» **Task list**
A – Answer these questions from the forum thread on the two_layer_model error below:
(i) How many tests passed and how many failed?
(ii) Which function was used in two_layer_model in place of initialize_parameters?
(iii) In which file can the imported implementations of the two initialization functions be viewed?
B – Write the next part of the forum thread on the two_layer_model error, picking up after its last post.

» **Reading text**
■ ■ ■ ■ ■

Hi there,
For the two_layer_model, I kept getting this following error:
Cost after iteration 1: 0.6564026188409187
Cost after first iteration: 0.6950464961800915
Cost after iteration 1: 0.7239781229671559
Cost after iteration 1: 0.7239781229671559
Cost after iteration 1: 0.7239781229671559
Error: Wrong output for variable W1.
Error: Wrong output for variable b1.
Error: Wrong output for variable W2.
Error: Wrong output for variable b2.
Error: Wrong output for variable 0.
Cost after iteration 2: 0.6372332154479152
Error: Wrong output for variable W1.
Error: Wrong output for variable b1.
Error: Wrong output for variable W2.
Error: Wrong output for variable b2.
Error: Wrong output for variable 0.
2 Tests passed
2 Tests failed
“AssertionError: Not all tests were passed for two_layer_model. Check your equations and avoid using global variables inside the function.”
I examined my whole code and don’t think I used only the input variables, specifically, I used learning_rate as update_parameters(parameters, grads, learning_rate). On the other hand, for the L_layer_model, the same code pass test without error.
Can somehow help find out what’s wrong? Thanks!
Lu
Hey @Lu_Huang,
Welcome to the community. Can you please DM your code for the two_layer_model
function to me, so that I can help you figure out the issue.
Cheers,
Elemento
Just did, thanks a lot for the quick reply!
Hey @Lu_Huang,
You have used the initialize_parameters_deep
function instead of the initialize_parameters
function in your two_layer_model
function. The former function is for the L-layered model, while the later is for the 2-layered model. Also, when you are passing arguments to the initialize_parameters
function, you are supposed to pass them individually, whereas you have passed them as a tuple. I hope this helps.
Cheers,
Elemento
Oh, got it, thanks a lot for the help!
Wait, for the assignment we are dealing with here, initialize_parameters and initialize_parameters_deep have exactly same logic, is the difference because of random seed?
Hey @Lu_Huang,
If you check out the implementations of initialize_parameters
and initialize_parameters_deep
that have been imported and used in this assignment (which you can view in the dnn_app_utils_v3.py
file), you will find that in both the cases, the random seed is the same, and in fact, the implementations slightly differ which gives rise to this error.
Had you been using the functions that you implemented yourself in the previous assignment, the difference would indeed be of random seed, but in this case, it is not as I just mentioned before.
Feel free to check out the imported implementations and see the difference. Now, as to why this difference is done, perhaps the developers might have received better performance by the L-layered model by incorporating this difference. Once again, feel free to use your implemented functions, and see if this difference gives any advantage or not. Do share your results with the community.

■ ■ ■ ■ ■

» **Dataset extract**
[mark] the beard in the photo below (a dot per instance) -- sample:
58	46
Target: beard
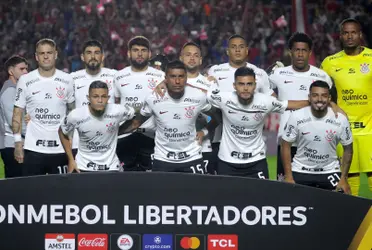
139	65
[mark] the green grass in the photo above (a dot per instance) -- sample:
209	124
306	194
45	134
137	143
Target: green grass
271	160
363	192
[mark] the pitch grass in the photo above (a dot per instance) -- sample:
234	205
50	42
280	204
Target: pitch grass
364	191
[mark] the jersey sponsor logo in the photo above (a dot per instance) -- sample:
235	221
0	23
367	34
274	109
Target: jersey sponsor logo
32	82
60	92
303	121
189	112
57	79
47	143
330	135
240	155
314	154
364	68
111	127
356	125
333	122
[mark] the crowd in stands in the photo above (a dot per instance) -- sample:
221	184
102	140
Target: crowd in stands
169	24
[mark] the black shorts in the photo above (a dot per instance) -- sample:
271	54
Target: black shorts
279	163
11	167
193	167
323	181
134	152
40	164
209	162
257	169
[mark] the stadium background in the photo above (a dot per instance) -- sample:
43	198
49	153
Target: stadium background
266	24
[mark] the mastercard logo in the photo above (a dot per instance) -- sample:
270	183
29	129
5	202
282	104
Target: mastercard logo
190	243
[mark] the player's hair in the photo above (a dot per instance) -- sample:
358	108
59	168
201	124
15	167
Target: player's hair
350	20
244	71
48	41
236	36
98	85
13	61
92	43
320	84
140	41
300	37
176	64
191	44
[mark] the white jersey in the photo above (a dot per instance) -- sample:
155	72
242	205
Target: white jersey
317	139
175	139
242	140
202	83
294	85
224	75
45	99
82	82
98	136
133	87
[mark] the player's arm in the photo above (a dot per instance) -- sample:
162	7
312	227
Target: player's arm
66	128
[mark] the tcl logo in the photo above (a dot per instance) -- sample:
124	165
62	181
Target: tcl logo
222	241
92	241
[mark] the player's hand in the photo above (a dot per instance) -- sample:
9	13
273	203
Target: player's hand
72	166
289	179
18	152
160	89
199	137
343	185
27	118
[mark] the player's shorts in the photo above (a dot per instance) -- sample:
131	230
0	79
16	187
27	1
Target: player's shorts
257	169
279	163
362	154
209	162
323	181
11	167
40	164
134	152
192	167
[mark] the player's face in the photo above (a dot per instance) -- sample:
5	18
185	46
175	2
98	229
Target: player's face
18	70
139	56
191	57
98	99
245	87
92	57
319	98
237	50
176	80
300	54
351	35
46	56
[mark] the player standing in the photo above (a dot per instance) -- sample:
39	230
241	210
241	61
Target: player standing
350	70
317	132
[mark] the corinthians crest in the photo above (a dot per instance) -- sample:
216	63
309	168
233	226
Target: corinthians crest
364	68
189	112
60	92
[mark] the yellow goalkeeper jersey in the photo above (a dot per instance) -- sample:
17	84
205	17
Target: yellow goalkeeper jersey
352	77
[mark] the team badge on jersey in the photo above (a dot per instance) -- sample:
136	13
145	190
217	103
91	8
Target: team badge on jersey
364	68
330	134
189	112
60	92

■ ■ ■ ■ ■

» **Written answers**
A –
(i) 2 tests passed and 2 tests failed.
(ii) initialize_parameters_deep
(iii) dnn_app_utils_v3.py

B –
Cheers,
Elemento
Exactly. It turns out that if you use the “plain vanilla” version of initialize_parameters_deep
that they had us build in the “Step by Step” exercise, you get really terrible convergence for the 4 layer model here. So they used a more sophisticated algorithm called Xavier Initialization that we will learn about in Course 2 of this series, so stay tuned for that. I think they didn’t mention this just because there is already enough new material to be learned in Course 1 and they didn’t want to further muddy the waters. Well that and I’m guessing they didn’t want to reveal that they’d given you the worked answers for the “Step by Step” exercise as an “import” file in the W4 A2 assignment. Of course if you’d copied the “deep init” code, it would have failed the tests in “Step by Step” because the algorithm is different.
2 Likes
Hi there!
I am having the exact same error but in L_layer_model
section. My output is:
Cost after iteration 0: 0.6931489045172448
Cost after first iteration: 0.6931489045172448
Cost after iteration 1: 0.6930724756996511
Error: Wrong output for variable W1.
Error: Wrong output for variable b1.
Error: Wrong output for variable W2.
Error: Wrong output for variable b2.
Error: Wrong output for variable W3.
Error: Wrong output for variable b3.
Error: Wrong output for variable 0.
Cost after iteration 1: 0.6930724756996511
Cost after iteration 1: 0.6930724756996511
Cost after iteration 2: 0.6927503922903139
Error: Wrong output for variable W1.
Error: Wrong output for variable b1.
Error: Wrong output for variable W2.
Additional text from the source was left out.